#### WHAT THE TASK ASKS
Find every line in the listing below that contains the word "small", and copy each of those lines.

Saved data entries:
━━━━━━━━━━━━━━━━━━━━━━━━━━━━━━

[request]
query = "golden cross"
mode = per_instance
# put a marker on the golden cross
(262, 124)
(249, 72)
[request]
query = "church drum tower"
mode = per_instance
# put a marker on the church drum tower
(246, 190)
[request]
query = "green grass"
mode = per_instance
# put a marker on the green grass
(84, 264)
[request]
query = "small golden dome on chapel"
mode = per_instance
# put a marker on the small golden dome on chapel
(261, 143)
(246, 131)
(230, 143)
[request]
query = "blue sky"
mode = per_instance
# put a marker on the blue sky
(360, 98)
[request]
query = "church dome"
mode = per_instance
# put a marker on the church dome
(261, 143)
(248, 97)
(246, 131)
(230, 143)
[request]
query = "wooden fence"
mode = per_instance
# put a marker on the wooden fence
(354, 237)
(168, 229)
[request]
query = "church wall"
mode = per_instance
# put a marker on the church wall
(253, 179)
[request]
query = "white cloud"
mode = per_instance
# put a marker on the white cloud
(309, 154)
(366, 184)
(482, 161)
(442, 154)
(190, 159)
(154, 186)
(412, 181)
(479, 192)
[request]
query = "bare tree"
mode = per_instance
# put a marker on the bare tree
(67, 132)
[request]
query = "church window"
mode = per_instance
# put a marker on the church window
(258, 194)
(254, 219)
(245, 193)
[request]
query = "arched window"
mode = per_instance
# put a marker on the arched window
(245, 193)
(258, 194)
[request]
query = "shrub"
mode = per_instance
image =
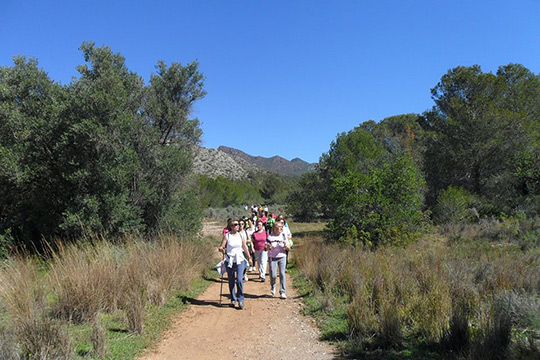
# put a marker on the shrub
(455, 206)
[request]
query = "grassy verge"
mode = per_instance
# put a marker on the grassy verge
(98, 300)
(121, 344)
(436, 299)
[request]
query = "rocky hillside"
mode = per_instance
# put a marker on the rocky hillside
(275, 164)
(212, 162)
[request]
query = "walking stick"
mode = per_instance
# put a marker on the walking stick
(221, 280)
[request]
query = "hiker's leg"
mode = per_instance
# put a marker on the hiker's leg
(240, 281)
(263, 260)
(231, 277)
(273, 272)
(282, 284)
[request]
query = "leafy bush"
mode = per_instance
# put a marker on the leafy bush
(112, 154)
(454, 206)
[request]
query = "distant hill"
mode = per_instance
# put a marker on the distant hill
(276, 164)
(213, 163)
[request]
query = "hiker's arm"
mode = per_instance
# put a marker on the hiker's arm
(223, 244)
(246, 251)
(286, 244)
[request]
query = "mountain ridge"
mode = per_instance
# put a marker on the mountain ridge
(275, 164)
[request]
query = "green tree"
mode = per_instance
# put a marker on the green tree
(303, 201)
(373, 189)
(479, 128)
(104, 154)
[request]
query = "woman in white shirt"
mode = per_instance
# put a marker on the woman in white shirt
(234, 245)
(277, 244)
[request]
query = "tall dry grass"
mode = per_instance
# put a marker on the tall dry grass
(83, 281)
(465, 299)
(38, 335)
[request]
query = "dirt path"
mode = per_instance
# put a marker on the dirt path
(268, 328)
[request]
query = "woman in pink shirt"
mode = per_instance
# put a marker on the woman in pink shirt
(258, 238)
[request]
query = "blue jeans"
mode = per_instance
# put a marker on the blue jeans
(236, 274)
(278, 265)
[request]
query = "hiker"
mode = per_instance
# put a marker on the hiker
(288, 233)
(259, 241)
(247, 240)
(235, 248)
(226, 228)
(250, 229)
(277, 244)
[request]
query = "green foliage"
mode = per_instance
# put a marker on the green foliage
(374, 188)
(104, 154)
(481, 129)
(455, 205)
(303, 201)
(381, 206)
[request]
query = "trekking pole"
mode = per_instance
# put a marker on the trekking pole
(221, 279)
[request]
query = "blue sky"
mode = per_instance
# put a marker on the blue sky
(284, 77)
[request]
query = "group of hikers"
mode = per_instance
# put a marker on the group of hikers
(249, 244)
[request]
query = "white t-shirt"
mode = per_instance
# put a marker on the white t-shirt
(277, 245)
(235, 252)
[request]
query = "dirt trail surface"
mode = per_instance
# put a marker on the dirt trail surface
(268, 327)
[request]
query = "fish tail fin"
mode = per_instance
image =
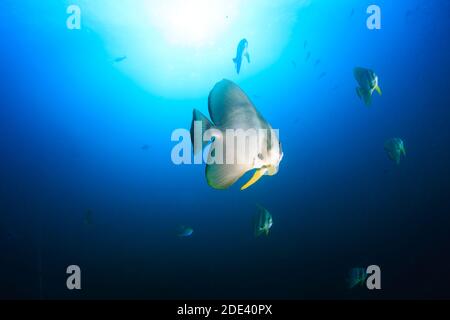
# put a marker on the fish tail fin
(205, 124)
(378, 89)
(358, 92)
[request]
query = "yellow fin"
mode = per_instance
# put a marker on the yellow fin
(258, 175)
(378, 90)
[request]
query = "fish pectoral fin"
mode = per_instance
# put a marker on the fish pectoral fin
(247, 55)
(259, 173)
(378, 89)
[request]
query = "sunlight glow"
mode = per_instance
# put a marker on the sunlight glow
(192, 23)
(181, 48)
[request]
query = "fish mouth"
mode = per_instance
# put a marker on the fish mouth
(259, 173)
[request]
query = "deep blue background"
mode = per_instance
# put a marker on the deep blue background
(72, 128)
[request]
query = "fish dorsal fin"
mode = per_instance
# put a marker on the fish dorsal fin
(230, 108)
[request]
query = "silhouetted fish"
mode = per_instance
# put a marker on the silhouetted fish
(322, 75)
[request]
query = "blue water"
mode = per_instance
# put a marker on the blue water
(73, 124)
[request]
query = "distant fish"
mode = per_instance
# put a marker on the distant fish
(263, 222)
(185, 232)
(241, 52)
(356, 277)
(88, 217)
(120, 59)
(395, 149)
(308, 55)
(322, 75)
(368, 83)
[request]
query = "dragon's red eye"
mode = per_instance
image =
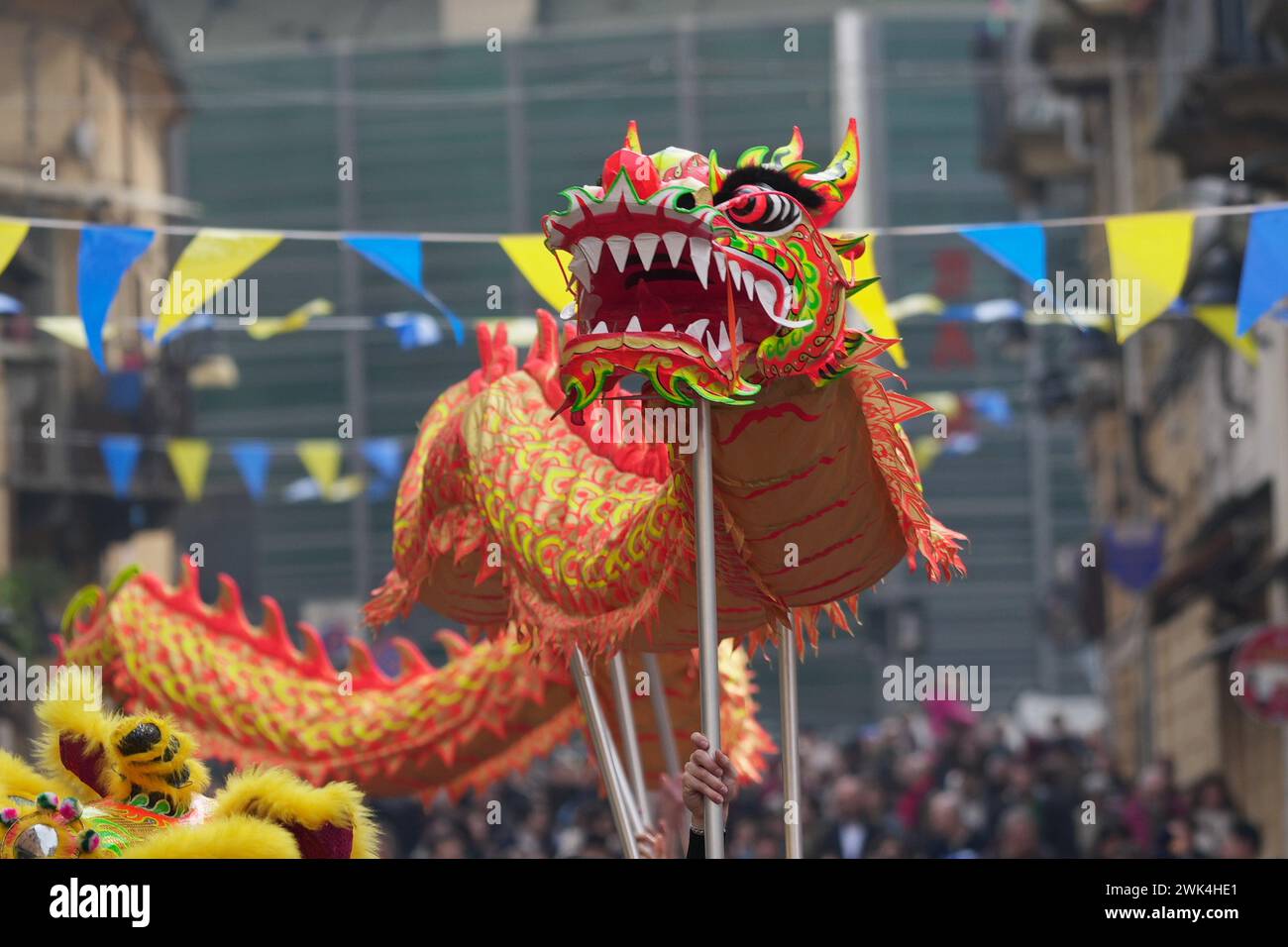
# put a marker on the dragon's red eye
(761, 210)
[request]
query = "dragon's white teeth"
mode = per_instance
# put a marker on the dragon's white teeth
(697, 329)
(592, 248)
(700, 253)
(791, 324)
(645, 244)
(674, 247)
(619, 248)
(765, 294)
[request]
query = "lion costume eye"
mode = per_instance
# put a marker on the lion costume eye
(758, 208)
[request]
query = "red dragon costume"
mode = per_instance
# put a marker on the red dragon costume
(514, 519)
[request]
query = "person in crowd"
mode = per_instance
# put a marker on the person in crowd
(897, 789)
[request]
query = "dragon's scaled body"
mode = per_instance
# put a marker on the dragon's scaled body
(516, 518)
(253, 697)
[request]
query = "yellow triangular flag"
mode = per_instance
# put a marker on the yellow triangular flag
(1224, 320)
(68, 330)
(539, 266)
(291, 322)
(1149, 256)
(925, 451)
(213, 258)
(346, 488)
(12, 234)
(321, 458)
(189, 459)
(871, 302)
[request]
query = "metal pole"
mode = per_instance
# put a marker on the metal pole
(708, 633)
(791, 738)
(630, 740)
(606, 755)
(662, 715)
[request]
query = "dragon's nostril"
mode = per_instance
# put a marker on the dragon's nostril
(639, 167)
(140, 740)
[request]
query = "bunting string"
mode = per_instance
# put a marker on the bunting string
(1149, 256)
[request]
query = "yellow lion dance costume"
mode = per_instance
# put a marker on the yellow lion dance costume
(132, 788)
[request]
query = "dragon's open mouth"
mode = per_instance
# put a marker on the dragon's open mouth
(655, 278)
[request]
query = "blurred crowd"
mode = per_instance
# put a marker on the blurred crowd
(928, 785)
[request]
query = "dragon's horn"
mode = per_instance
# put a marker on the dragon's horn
(632, 138)
(715, 176)
(790, 153)
(836, 182)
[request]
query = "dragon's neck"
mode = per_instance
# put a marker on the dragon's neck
(803, 496)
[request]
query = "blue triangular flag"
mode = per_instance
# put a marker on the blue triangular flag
(106, 254)
(413, 329)
(399, 257)
(120, 455)
(385, 455)
(1263, 283)
(1019, 248)
(252, 459)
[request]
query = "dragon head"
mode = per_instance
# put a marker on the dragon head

━━━━━━━━━━━━━━━━━━━━━━━━━━━━━━

#### OUTPUT OF THE TASK
query = "small golden dome on chapel"
# put a marker on the small golden dome on chapel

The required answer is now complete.